Collected data entries:
● ● ● ● ● ● ●

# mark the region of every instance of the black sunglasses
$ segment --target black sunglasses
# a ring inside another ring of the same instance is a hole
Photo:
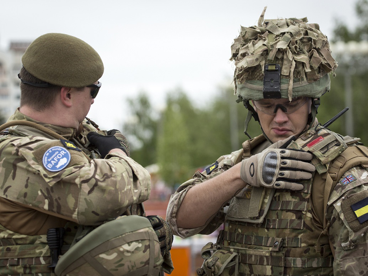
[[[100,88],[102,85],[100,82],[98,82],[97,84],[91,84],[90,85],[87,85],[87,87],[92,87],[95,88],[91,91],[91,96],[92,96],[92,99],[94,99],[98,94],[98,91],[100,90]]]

● ● ● ● ● ● ●

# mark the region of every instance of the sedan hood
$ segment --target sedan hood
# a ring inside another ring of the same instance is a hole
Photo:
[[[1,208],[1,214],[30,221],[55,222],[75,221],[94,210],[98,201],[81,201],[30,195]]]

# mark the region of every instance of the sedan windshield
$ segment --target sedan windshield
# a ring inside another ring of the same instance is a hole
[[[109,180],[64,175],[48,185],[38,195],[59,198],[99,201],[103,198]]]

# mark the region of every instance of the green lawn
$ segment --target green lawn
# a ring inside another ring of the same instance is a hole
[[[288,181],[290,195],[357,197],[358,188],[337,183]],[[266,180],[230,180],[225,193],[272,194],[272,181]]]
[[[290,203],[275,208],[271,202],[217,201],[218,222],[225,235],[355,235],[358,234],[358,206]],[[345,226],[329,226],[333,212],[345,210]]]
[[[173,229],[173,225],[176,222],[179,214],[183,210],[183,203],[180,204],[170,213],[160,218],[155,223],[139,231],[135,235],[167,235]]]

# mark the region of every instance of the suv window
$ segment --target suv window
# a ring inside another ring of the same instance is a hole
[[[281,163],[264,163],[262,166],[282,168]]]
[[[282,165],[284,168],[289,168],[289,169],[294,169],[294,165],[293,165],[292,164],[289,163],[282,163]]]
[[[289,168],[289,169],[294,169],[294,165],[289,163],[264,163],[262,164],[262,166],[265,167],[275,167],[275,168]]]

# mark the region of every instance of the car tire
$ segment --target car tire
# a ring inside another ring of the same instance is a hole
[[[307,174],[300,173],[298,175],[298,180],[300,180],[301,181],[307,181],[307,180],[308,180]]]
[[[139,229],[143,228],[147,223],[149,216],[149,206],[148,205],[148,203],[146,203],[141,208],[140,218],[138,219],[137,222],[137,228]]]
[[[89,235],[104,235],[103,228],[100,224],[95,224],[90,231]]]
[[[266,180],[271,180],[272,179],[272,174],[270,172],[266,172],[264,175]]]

● ● ● ● ● ● ●

Exercise brief: Count the lines above that contain the string "tire", with case counting. Reply with the number alone.

Exercise solution: 2